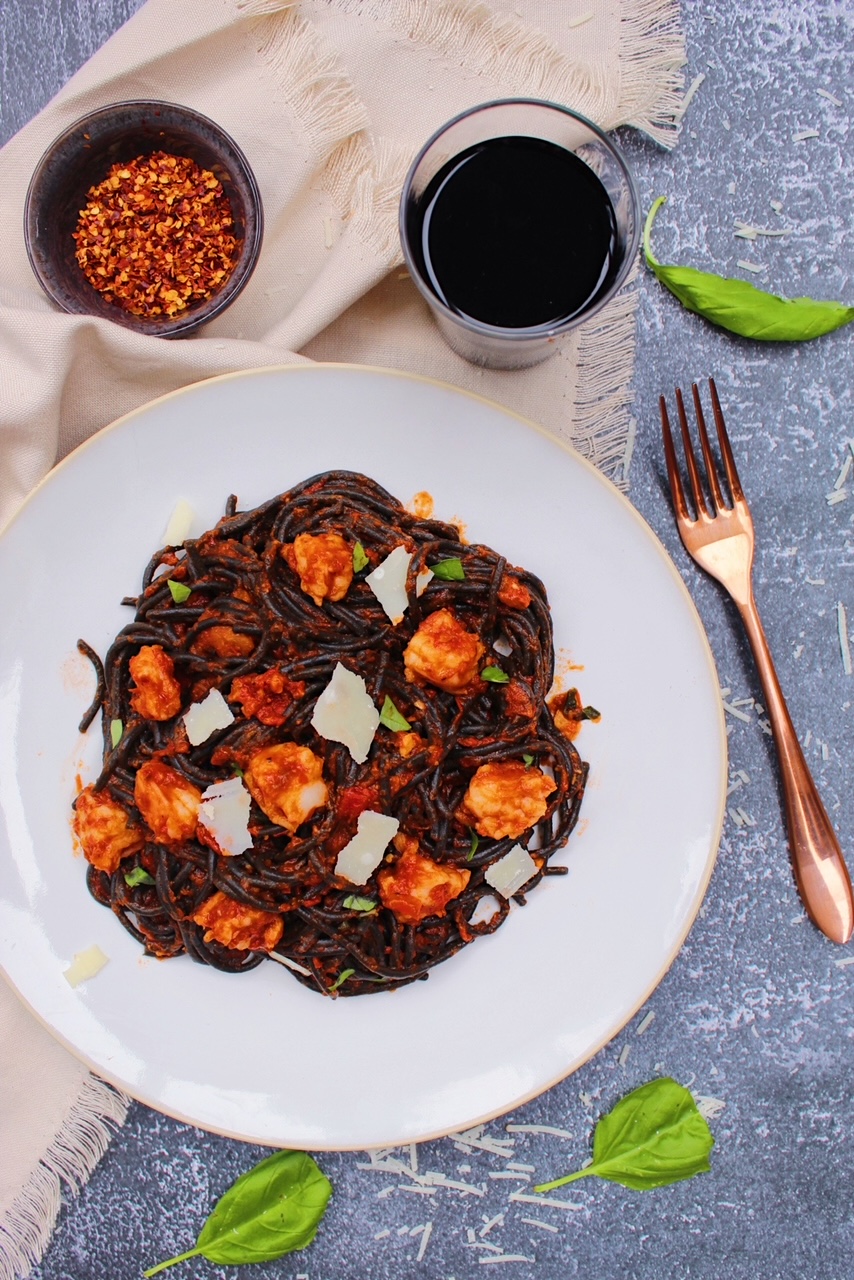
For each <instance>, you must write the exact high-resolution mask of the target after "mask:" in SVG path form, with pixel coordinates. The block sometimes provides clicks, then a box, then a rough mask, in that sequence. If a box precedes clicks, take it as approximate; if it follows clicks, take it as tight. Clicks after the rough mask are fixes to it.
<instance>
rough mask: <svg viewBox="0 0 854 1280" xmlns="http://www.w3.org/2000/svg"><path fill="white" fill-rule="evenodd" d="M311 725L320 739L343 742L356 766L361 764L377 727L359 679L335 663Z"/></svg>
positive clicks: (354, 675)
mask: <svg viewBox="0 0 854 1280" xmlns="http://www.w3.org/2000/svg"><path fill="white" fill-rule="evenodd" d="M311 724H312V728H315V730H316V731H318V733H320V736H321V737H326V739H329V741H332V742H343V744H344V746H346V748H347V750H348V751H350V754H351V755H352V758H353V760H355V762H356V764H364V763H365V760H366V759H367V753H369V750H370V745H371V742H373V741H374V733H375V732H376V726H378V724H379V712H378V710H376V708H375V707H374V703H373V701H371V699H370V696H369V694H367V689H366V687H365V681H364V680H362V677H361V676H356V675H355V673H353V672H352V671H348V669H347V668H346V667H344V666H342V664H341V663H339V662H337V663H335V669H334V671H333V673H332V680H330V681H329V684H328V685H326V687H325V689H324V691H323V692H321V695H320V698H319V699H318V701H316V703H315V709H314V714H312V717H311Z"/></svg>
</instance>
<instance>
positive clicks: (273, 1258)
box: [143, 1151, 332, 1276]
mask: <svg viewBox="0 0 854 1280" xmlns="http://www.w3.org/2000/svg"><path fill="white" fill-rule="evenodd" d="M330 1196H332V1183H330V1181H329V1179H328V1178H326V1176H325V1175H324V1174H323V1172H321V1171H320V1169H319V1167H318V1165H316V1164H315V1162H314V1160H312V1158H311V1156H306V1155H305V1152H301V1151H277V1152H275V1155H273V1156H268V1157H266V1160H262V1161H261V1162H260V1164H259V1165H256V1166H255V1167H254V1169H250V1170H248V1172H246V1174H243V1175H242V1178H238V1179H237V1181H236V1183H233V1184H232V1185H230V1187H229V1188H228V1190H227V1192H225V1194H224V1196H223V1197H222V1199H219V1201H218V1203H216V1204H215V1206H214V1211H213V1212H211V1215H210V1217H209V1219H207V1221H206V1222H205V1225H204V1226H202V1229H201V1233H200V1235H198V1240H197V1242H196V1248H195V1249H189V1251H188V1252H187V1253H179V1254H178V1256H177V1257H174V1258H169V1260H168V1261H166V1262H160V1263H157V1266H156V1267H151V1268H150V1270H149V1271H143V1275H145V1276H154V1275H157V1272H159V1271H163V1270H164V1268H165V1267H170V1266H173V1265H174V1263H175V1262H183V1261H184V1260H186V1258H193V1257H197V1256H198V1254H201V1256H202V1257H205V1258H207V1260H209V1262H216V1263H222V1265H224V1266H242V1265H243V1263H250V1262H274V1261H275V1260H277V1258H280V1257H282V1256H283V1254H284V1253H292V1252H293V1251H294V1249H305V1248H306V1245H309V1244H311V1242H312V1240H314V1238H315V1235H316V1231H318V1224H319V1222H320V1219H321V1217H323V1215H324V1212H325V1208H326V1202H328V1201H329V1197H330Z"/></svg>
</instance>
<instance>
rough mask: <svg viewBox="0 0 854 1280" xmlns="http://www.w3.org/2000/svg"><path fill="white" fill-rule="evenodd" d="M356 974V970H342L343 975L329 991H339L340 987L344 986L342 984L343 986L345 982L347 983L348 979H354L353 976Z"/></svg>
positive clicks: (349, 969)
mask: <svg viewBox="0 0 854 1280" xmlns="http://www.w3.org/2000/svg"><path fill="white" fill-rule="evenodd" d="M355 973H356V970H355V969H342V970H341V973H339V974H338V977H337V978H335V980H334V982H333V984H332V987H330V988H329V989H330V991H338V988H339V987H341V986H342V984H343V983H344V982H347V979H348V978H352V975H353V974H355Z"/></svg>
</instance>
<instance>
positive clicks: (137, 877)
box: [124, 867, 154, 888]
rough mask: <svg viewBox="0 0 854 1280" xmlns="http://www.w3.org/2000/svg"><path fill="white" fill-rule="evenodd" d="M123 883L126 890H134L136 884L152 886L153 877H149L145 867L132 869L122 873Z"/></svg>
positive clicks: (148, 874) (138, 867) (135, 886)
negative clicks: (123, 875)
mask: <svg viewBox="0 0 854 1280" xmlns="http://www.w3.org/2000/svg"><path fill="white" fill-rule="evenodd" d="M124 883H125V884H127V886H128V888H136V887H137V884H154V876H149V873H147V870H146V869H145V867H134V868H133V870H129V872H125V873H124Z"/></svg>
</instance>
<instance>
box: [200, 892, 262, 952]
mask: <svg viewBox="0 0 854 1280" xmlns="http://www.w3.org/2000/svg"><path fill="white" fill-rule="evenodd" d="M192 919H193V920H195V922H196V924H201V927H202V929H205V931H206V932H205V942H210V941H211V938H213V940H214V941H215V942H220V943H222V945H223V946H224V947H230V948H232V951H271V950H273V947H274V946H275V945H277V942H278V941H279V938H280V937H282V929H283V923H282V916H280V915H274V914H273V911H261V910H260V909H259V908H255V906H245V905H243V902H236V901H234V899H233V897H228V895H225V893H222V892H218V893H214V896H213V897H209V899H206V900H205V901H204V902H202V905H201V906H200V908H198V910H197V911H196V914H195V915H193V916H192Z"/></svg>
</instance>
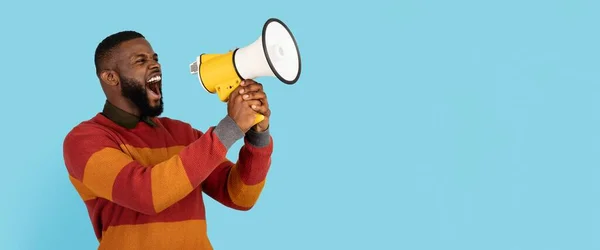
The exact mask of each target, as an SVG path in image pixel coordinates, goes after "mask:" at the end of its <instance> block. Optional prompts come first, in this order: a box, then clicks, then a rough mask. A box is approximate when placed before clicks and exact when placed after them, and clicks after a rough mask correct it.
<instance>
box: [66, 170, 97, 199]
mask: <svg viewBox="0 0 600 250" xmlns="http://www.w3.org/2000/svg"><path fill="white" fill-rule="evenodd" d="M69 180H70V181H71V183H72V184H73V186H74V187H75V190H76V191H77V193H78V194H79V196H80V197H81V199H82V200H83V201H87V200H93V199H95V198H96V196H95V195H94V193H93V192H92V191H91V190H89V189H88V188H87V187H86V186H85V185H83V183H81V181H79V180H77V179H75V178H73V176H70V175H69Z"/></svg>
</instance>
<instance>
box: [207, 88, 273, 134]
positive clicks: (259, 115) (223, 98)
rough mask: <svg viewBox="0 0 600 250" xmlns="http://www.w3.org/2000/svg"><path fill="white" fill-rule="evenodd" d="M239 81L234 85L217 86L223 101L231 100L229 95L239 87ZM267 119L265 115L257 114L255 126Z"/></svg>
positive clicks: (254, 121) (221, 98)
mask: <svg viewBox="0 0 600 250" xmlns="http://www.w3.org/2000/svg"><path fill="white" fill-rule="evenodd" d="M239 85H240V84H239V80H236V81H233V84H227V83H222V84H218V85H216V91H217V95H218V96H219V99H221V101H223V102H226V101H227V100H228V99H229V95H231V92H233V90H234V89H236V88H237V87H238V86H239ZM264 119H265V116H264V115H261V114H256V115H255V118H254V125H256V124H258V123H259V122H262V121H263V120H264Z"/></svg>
---
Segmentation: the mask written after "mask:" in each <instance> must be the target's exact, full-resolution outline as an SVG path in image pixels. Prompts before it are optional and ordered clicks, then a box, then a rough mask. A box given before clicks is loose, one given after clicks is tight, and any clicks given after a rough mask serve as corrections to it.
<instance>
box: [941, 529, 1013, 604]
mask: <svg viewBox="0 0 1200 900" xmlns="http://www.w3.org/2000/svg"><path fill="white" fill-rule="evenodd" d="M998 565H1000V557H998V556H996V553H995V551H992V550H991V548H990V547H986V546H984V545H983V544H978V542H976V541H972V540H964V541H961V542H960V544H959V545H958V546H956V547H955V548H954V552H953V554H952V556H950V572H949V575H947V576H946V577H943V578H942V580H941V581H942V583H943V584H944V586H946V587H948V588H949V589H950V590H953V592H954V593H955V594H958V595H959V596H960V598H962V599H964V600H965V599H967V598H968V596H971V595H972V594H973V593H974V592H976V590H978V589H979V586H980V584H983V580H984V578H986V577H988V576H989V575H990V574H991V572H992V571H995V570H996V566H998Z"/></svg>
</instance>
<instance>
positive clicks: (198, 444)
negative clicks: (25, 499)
---
Exercise brief
What are the lines, exactly as written above, from the line with "883L126 890H134L136 884L152" to the line with "positive clicks: (148, 874)", both included? Output only those.

Answer to the problem
rough mask: <svg viewBox="0 0 854 1280" xmlns="http://www.w3.org/2000/svg"><path fill="white" fill-rule="evenodd" d="M123 883L126 890H134L136 884L152 886L153 877H149L145 867L132 869L122 873Z"/></svg>
positive clicks: (148, 874) (138, 867) (135, 886)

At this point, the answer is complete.